→ **GOAL**
Render the rows below as a two-column CSV with the headers text and points, giving each row its own line. Put a row's text in one quoted field and its answer in another, with line breaks replaced by spaces.
━━ DATA TO PROCESS
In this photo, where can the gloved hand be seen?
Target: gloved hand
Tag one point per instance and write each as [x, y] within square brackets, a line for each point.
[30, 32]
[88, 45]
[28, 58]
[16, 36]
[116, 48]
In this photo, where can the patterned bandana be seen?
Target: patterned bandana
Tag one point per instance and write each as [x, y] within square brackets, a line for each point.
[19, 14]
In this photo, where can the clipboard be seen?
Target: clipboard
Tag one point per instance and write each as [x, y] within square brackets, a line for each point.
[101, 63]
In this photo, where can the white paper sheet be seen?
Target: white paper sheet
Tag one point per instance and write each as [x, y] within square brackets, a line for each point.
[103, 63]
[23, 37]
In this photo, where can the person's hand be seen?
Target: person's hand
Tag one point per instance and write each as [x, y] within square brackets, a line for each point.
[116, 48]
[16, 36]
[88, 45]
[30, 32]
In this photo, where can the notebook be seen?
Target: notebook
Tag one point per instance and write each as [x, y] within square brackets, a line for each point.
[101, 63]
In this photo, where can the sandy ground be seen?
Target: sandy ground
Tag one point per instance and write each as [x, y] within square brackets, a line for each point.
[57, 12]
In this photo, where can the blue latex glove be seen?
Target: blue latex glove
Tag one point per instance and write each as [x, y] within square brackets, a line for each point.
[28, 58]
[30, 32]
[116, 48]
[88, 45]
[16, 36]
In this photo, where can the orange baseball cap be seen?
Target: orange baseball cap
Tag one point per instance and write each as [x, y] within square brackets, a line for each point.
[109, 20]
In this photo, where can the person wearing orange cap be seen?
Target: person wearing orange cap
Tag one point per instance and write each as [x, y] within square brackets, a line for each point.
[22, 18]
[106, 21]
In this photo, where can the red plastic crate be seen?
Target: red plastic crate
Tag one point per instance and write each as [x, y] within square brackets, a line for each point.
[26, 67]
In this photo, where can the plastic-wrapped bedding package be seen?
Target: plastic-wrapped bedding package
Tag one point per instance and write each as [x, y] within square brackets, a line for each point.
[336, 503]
━━━━
→ **FINISHED TASK**
text,points
"In this photo, where can the gloved hand be seen? Target: gloved hand Tag one point per instance and write each as [x, y] within square brackets, a line for each point.","[30, 32] [88, 45] [28, 58] [16, 36] [116, 48]"
"In this photo, where can the patterned bandana be seen? Target: patterned bandana Tag one point per instance and write each as [x, y] within square brackets, a line for each point.","[19, 14]"
"In this photo, where can the clipboard be seen? Target: clipboard Tag one point per instance and write each as [x, y] within square brackets, a line for each point.","[101, 63]"
"In this photo, where can the white paper sheet be seen? Target: white paper sheet Tag one point per instance and write each as [x, y] within square brackets, a line for each point.","[103, 63] [23, 37]"
"In this photo, where can the person's hand be seen? Target: person's hand Tag one point per instance and write each as [x, y] within square brackets, a line for each point.","[116, 48] [16, 36] [88, 45] [30, 32]"
"In this photo, where can the notebook be seen? Target: notebook Tag one point per instance and write each as [x, y] within square brackets, a line for each point.","[101, 63]"
"In this photo, where can the sandy ground be seen? Target: sandy ground Tag one point per instance and write each as [x, y] within square brackets, a line for each point.","[57, 12]"
"In this photo, where can the blue latex glove be seen? Target: blue latex glove Tag one point per instance and write each as [x, y] within square brackets, a line for each point.","[28, 58] [30, 32] [116, 48] [88, 45] [16, 36]"
"In this photo, where can the orange baseball cap be seen? Target: orange baseball cap Tag one point per instance and write each as [x, y] within square brackets, a line for each point.","[109, 20]"
"In this photo, where can the person wearing orange cap be seen? Target: person wearing orange cap Tag one point per instance and write each as [x, y] within square brackets, a line for each point.","[22, 18] [106, 21]"
"In this photo, where can the red plastic crate be seen? Target: red plastic crate Tag one point per instance and write each as [x, y] within square brackets, a line for each point.","[26, 67]"
"In this photo, where can the plastic-wrapped bedding package be seen? Target: plastic-wrapped bedding package Tag one point per instance and write each as [x, y] within square brackets, a line for each point.","[336, 503]"